## [Passage for review]

Porcupine gets around the typically high costs associated with reading and writing DNA, by prefabricating the fragments of DNA. “Although DNA is typically considered expensive for reading and writing, Porcupine lowers the cost by presynthesizing the DNA, which can then be mixed arbitrarily to create new molecular tags,” the authors noted. “Molecular tags are then read out quickly using a portable, low-cost sequencing device.”
In addition to lowering the cost, the new approach has the added advantage of enabling users to arbitrarily mix existing strands to quickly and easily create new tags. The molbits are prepared for readout during initial tag assembly and then dehydrated to extend the shelf life of the tags. This approach has a number of advantages, the team continued. “Molbits are prepared for readout (sequencing) prior to tag application and can be stabilized by dehydration, an approach that extends tag shelf life, decreases decoding time, and reduces contamination from environmental DNA.”
Another advantage of the Porcupine system is that the tiny size of the molbits – measuring only a few hundred nanometers in length – means that each molecular tag is small enough to fit over a billion copies within one square millimeter of an object’s surface. This makes them ideal for keeping tabs on small items or on flexible surfaces that aren’t suited to conventional tagging methods. Invisible to the naked eye, the nanoscale form factor also adds another layer of security compared to conventional tags.
“Unlike existing inventory control methods, DNA tags can’t be detected by sight or touch, said senior author Jeff Nivala, PhD, a research scientist at the Allen School. “Practically speaking, this means they are difficult to tamper with. This makes them ideal for tracking high-value items and separating legitimate goods from forgeries. A system like Porcupine could also be used to track important documents. For example, you could envision molecular tagging being used to track voters’ ballots and prevent tampering in future elections.”

## [Task]
Copy out the full passage on the Porcupine molecular tagging system word for word, keeping every paragraph, quotation, and punctuation mark unchanged.

## [Extracted information]
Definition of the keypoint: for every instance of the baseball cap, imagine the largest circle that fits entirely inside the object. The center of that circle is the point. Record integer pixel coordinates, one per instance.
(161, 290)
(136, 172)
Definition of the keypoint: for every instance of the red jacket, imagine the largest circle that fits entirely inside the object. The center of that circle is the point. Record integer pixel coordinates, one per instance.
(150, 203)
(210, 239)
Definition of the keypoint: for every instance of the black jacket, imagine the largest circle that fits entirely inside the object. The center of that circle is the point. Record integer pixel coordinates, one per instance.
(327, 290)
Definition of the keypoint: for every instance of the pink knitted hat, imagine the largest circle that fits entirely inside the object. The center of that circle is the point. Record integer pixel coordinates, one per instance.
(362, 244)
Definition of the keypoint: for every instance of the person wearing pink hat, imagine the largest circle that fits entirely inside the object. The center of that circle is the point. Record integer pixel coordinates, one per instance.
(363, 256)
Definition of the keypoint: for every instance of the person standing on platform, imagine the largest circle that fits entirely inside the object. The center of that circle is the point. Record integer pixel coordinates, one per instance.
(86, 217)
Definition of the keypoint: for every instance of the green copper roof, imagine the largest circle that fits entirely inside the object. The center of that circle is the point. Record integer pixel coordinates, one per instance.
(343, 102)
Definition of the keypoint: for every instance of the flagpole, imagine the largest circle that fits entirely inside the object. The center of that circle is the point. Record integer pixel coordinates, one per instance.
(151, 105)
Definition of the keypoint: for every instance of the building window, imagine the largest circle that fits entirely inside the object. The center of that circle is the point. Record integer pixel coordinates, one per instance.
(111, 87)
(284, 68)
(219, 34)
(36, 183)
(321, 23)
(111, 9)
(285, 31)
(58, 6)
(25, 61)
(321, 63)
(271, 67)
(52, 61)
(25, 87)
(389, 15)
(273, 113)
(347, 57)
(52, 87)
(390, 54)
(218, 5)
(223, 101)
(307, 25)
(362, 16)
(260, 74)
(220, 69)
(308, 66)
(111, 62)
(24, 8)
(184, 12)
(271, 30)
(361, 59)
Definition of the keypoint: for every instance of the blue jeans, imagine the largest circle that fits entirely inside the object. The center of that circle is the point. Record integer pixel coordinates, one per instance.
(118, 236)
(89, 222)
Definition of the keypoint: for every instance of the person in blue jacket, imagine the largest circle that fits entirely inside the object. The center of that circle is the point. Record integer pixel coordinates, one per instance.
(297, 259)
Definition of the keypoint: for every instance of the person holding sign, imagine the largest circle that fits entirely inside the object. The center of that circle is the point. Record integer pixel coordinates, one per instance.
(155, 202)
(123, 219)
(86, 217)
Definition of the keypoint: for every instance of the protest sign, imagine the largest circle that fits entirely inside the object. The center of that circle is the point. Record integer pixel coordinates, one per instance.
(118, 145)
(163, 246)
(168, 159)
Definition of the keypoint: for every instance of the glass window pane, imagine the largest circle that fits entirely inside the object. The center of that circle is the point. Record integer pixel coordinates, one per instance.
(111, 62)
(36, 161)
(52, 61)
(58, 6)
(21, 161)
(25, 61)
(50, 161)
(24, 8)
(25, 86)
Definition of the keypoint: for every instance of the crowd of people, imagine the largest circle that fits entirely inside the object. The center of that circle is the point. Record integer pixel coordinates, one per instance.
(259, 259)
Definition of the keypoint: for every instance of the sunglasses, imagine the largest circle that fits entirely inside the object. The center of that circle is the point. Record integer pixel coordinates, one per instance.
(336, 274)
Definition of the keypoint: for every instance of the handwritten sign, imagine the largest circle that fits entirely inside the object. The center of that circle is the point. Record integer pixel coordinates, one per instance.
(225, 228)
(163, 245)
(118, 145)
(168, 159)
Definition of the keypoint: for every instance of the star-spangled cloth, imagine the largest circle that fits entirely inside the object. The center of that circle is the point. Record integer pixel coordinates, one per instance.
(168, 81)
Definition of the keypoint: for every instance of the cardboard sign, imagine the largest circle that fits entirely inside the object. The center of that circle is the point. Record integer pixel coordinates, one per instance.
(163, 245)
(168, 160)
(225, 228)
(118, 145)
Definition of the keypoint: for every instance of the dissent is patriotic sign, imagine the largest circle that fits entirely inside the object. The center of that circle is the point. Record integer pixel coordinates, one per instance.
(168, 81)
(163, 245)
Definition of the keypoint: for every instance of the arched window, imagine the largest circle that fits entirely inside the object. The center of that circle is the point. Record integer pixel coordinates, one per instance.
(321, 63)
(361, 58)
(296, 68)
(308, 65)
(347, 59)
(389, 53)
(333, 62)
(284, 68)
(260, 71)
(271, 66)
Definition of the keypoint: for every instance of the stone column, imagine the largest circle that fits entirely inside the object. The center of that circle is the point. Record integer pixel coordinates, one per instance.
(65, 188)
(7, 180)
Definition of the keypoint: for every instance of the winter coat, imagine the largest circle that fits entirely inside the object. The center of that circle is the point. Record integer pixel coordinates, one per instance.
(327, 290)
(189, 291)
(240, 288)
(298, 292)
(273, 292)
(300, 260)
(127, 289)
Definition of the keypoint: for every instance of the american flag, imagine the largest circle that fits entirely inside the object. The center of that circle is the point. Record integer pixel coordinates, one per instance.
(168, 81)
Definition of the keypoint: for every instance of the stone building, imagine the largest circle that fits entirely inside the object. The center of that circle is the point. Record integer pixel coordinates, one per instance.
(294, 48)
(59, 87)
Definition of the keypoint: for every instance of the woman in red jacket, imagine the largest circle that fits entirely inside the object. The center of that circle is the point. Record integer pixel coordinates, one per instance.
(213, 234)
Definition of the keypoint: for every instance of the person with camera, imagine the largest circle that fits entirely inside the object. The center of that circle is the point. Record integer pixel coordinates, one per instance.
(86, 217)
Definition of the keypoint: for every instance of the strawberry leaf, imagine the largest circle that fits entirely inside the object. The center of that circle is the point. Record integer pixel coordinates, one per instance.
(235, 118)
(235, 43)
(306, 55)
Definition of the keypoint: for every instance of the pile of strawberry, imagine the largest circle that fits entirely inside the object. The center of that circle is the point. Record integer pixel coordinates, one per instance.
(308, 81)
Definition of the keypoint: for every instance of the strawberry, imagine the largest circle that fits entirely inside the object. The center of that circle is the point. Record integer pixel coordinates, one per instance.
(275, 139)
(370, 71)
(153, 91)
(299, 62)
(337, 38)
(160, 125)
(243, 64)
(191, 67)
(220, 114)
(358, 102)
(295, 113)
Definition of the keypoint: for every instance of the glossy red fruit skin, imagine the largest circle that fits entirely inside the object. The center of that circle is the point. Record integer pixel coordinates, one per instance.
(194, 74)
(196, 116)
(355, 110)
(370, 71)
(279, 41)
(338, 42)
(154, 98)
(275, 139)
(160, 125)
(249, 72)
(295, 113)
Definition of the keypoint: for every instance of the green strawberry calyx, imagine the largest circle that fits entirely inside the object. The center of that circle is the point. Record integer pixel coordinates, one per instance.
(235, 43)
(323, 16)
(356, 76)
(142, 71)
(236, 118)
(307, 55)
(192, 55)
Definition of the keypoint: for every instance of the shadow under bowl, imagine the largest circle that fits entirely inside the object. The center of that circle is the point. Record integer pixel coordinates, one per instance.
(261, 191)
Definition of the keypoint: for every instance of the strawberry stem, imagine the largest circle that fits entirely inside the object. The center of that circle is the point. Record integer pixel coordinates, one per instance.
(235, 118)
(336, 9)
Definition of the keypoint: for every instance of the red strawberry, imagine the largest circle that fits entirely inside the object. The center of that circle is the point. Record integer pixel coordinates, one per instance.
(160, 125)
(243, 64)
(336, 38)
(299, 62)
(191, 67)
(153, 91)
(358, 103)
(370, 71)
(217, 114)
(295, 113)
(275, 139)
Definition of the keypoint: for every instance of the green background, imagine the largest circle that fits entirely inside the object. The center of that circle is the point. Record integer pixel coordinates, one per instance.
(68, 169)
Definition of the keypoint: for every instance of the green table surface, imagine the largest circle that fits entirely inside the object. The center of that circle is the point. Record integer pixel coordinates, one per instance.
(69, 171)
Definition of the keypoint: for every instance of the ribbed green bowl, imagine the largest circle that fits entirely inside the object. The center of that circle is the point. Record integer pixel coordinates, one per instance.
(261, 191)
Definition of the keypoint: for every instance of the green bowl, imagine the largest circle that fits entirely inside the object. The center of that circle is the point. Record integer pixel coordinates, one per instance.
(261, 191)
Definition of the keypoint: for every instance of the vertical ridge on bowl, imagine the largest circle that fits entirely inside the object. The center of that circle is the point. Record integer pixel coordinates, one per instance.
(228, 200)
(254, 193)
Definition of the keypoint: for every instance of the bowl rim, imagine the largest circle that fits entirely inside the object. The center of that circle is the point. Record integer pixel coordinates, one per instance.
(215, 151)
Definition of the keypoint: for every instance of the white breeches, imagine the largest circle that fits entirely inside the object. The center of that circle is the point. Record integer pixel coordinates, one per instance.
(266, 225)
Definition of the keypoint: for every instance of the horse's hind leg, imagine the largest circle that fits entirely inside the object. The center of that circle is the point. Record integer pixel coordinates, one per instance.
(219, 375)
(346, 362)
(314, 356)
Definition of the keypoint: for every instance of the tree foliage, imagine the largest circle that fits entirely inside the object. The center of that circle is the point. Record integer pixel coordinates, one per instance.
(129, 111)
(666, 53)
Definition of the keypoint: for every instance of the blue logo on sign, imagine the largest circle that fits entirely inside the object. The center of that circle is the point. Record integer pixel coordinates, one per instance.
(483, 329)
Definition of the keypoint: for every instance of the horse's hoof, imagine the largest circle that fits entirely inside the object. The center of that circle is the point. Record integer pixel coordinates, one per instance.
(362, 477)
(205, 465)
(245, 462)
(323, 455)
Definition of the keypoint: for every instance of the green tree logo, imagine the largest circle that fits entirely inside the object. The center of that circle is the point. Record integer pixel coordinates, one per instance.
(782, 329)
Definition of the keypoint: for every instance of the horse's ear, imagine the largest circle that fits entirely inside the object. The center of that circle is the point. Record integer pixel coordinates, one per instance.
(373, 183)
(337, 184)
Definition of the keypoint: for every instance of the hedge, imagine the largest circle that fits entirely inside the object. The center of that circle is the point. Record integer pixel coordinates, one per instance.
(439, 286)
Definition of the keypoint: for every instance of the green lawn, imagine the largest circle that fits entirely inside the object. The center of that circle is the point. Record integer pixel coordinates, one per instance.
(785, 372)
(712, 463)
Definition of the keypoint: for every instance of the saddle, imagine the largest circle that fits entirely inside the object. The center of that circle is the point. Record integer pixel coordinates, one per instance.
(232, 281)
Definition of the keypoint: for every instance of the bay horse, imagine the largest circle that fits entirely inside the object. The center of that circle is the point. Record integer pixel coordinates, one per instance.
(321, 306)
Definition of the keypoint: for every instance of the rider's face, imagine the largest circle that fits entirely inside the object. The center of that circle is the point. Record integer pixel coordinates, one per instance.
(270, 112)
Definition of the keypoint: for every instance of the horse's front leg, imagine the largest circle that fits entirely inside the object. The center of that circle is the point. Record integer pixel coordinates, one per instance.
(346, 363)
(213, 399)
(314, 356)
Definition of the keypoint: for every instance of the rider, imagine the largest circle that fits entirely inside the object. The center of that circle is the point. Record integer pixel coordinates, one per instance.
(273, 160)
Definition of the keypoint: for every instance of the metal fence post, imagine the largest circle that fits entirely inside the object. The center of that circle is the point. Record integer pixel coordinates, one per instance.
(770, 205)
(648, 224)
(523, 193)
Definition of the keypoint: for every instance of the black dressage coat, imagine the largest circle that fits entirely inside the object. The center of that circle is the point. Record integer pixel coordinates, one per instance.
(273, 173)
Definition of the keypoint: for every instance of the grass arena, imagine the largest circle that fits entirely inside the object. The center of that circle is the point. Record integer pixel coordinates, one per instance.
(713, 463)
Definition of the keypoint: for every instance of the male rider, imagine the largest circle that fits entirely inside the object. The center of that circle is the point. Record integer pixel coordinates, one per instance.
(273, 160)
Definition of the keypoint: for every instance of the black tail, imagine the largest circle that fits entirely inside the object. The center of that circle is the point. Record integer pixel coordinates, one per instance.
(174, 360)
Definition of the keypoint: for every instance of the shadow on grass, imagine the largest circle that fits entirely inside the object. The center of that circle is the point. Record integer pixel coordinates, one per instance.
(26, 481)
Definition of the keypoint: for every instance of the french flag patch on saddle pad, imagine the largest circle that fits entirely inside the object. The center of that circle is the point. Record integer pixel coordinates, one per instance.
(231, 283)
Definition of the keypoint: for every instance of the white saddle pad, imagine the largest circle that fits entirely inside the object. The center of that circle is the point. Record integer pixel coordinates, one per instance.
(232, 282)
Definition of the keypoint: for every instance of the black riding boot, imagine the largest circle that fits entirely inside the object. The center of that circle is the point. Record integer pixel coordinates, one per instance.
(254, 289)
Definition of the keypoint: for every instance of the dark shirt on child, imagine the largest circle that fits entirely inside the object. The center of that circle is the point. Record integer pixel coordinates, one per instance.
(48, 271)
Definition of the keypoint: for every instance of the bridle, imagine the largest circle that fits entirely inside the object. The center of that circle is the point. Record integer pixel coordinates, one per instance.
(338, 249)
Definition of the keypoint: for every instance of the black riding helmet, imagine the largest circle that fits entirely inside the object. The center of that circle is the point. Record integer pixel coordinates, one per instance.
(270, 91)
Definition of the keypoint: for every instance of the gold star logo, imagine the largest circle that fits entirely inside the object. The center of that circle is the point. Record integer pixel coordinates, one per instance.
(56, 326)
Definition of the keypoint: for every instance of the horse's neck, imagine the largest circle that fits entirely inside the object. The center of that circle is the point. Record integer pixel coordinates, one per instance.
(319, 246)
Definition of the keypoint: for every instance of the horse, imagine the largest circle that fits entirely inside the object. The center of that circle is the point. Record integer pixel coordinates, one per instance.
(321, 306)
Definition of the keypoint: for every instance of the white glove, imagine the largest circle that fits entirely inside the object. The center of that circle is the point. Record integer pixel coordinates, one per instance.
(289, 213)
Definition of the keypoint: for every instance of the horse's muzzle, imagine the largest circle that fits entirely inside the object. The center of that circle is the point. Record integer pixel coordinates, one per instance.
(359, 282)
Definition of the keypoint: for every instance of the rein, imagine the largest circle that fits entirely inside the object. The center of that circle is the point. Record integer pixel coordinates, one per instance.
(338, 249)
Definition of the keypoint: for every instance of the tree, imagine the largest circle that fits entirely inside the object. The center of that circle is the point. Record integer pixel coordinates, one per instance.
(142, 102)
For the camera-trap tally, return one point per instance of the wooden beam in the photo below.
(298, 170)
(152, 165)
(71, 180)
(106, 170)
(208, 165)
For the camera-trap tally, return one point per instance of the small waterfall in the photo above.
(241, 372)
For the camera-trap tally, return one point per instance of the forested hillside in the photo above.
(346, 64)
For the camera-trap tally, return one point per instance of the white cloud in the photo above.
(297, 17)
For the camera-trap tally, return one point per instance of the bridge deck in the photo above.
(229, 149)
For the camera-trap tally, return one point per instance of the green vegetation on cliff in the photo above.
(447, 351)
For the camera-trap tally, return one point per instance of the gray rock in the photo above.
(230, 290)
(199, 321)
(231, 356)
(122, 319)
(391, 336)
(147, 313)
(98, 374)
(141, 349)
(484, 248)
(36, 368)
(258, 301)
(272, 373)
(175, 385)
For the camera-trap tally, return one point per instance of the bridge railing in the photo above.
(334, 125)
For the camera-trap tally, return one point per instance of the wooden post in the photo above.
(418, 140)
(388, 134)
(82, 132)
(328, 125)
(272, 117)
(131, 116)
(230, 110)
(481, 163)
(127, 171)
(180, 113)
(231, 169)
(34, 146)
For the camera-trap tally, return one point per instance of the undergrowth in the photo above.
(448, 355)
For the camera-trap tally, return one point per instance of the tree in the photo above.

## [Expected answer]
Porcupine gets around the typically high costs associated with reading and writing DNA, by prefabricating the fragments of DNA. “Although DNA is typically considered expensive for reading and writing, Porcupine lowers the cost by presynthesizing the DNA, which can then be mixed arbitrarily to create new molecular tags,” the authors noted. “Molecular tags are then read out quickly using a portable, low-cost sequencing device.”
In addition to lowering the cost, the new approach has the added advantage of enabling users to arbitrarily mix existing strands to quickly and easily create new tags. The molbits are prepared for readout during initial tag assembly and then dehydrated to extend the shelf life of the tags. This approach has a number of advantages, the team continued. “Molbits are prepared for readout (sequencing) prior to tag application and can be stabilized by dehydration, an approach that extends tag shelf life, decreases decoding time, and reduces contamination from environmental DNA.”
Another advantage of the Porcupine system is that the tiny size of the molbits – measuring only a few hundred nanometers in length – means that each molecular tag is small enough to fit over a billion copies within one square millimeter of an object’s surface. This makes them ideal for keeping tabs on small items or on flexible surfaces that aren’t suited to conventional tagging methods. Invisible to the naked eye, the nanoscale form factor also adds another layer of security compared to conventional tags.
“Unlike existing inventory control methods, DNA tags can’t be detected by sight or touch, said senior author Jeff Nivala, PhD, a research scientist at the Allen School. “Practically speaking, this means they are difficult to tamper with. This makes them ideal for tracking high-value items and separating legitimate goods from forgeries. A system like Porcupine could also be used to track important documents. For example, you could envision molecular tagging being used to track voters’ ballots and prevent tampering in future elections.”